→ **Set exercise**
Arrange the stretch from the line containing "segment silver fish" through the line containing "233L512 214L504 203L505" as a Markdown table with the columns Row and Line. Number each row and leave out blank lines.
───── Material shown
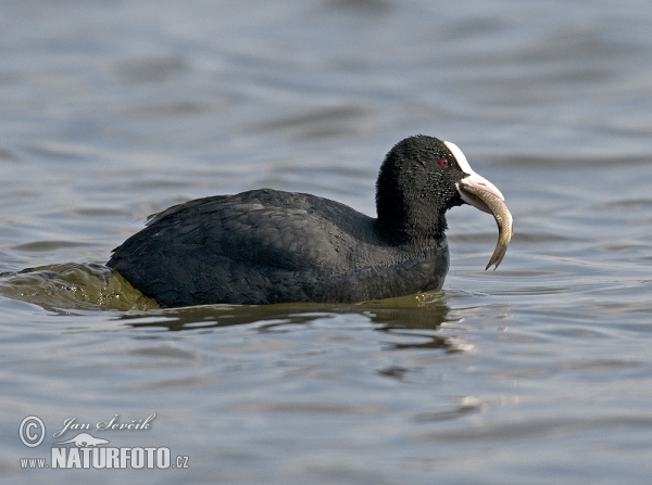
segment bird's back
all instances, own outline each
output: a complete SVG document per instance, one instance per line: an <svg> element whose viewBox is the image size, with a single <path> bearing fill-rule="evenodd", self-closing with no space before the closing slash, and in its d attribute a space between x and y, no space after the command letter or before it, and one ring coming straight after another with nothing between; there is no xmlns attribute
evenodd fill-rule
<svg viewBox="0 0 652 485"><path fill-rule="evenodd" d="M171 207L108 266L164 306L356 302L440 288L448 247L391 244L347 205L262 189Z"/></svg>

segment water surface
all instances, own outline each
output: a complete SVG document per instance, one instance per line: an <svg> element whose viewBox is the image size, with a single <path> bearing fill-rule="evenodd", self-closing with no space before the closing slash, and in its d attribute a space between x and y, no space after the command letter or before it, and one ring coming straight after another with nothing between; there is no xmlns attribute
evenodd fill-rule
<svg viewBox="0 0 652 485"><path fill-rule="evenodd" d="M374 214L418 132L515 225L485 271L493 220L453 209L443 290L358 305L127 309L5 278L5 480L648 483L648 3L35 0L0 26L0 272L99 268L149 214L259 187ZM21 469L66 419L152 413L91 434L189 468Z"/></svg>

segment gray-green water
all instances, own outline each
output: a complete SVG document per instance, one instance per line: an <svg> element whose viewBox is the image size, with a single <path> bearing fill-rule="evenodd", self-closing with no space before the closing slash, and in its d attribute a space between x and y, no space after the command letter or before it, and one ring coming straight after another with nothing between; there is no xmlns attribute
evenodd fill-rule
<svg viewBox="0 0 652 485"><path fill-rule="evenodd" d="M359 305L125 310L4 278L3 483L649 483L651 4L35 0L0 27L0 272L101 265L153 212L259 187L373 214L417 132L515 221L485 271L496 224L453 209L443 291ZM71 418L154 413L86 431L189 468L22 468Z"/></svg>

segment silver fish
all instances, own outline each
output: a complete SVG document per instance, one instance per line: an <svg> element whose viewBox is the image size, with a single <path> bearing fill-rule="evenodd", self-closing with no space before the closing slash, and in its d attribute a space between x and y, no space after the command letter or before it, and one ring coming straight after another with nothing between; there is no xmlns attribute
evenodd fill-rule
<svg viewBox="0 0 652 485"><path fill-rule="evenodd" d="M507 246L514 233L512 214L510 214L510 209L505 203L489 191L474 186L460 186L460 189L468 196L484 204L488 209L487 212L490 212L496 219L496 224L498 225L498 243L496 244L491 259L489 259L489 264L485 268L487 270L491 265L494 265L493 270L496 271L496 268L498 268L498 265L500 265L507 252Z"/></svg>

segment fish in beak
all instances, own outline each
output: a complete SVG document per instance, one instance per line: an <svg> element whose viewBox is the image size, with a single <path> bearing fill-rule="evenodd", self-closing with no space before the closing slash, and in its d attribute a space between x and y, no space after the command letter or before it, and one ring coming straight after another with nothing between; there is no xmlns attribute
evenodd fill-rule
<svg viewBox="0 0 652 485"><path fill-rule="evenodd" d="M514 233L512 214L504 203L505 197L498 190L498 188L484 177L480 177L472 168L462 150L450 141L444 141L443 144L449 149L451 154L455 157L457 165L467 177L464 177L455 187L457 192L464 202L473 205L480 210L491 214L498 225L498 243L489 264L485 270L489 269L491 265L493 270L498 268L498 265L503 260L507 246L512 240Z"/></svg>

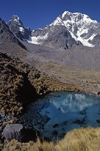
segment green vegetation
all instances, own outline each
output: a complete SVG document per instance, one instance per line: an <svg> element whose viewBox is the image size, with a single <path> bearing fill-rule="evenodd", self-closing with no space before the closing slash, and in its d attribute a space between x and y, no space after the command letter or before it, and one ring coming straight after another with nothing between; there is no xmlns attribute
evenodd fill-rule
<svg viewBox="0 0 100 151"><path fill-rule="evenodd" d="M100 128L91 128L73 130L68 132L64 139L53 142L20 143L12 140L4 145L2 151L99 151L100 150Z"/></svg>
──────────
→ **In response**
| Row | Line |
|---|---|
| 1 | segment silver fish |
| 2 | all instances, own outline each |
| 3 | output: a complete SVG document per instance, one instance per line: an <svg> element whose viewBox is the image size, with a single <path> bearing fill-rule="evenodd", self-closing with no space before the closing slash, and in its d attribute a space between x and y, no space after the command letter or before it, and one ring coming straight after another with nothing between; there is no xmlns attribute |
| 4 | evenodd fill-rule |
| 5 | <svg viewBox="0 0 652 485"><path fill-rule="evenodd" d="M507 246L514 233L512 214L510 214L510 209L505 203L489 191L474 186L460 186L460 189L468 196L484 204L488 209L487 212L490 212L496 219L496 224L498 225L498 243L496 244L491 259L489 259L489 264L485 268L487 270L491 265L494 265L493 270L496 271L496 268L498 268L498 265L500 265L507 252Z"/></svg> |
| 6 | segment fish in beak |
| 7 | all instances, own outline each |
| 8 | output: a complete SVG document per instance, one instance per line: an <svg> element whose viewBox is the image size, with a single <path> bearing fill-rule="evenodd", self-closing with no space before the closing slash, and in its d attribute a space between x and y, no space after the command letter or before it, and one ring coming straight after another with nothing between; there is no xmlns attribute |
| 9 | evenodd fill-rule |
| 10 | <svg viewBox="0 0 652 485"><path fill-rule="evenodd" d="M514 233L512 214L504 203L505 197L498 190L498 188L484 177L480 177L472 168L462 150L450 141L444 141L443 144L449 149L451 154L455 157L457 165L467 177L464 177L455 187L457 192L464 202L473 205L480 210L491 214L498 225L498 243L489 264L485 270L489 269L491 265L493 270L498 268L498 265L503 260L507 246L512 240Z"/></svg> |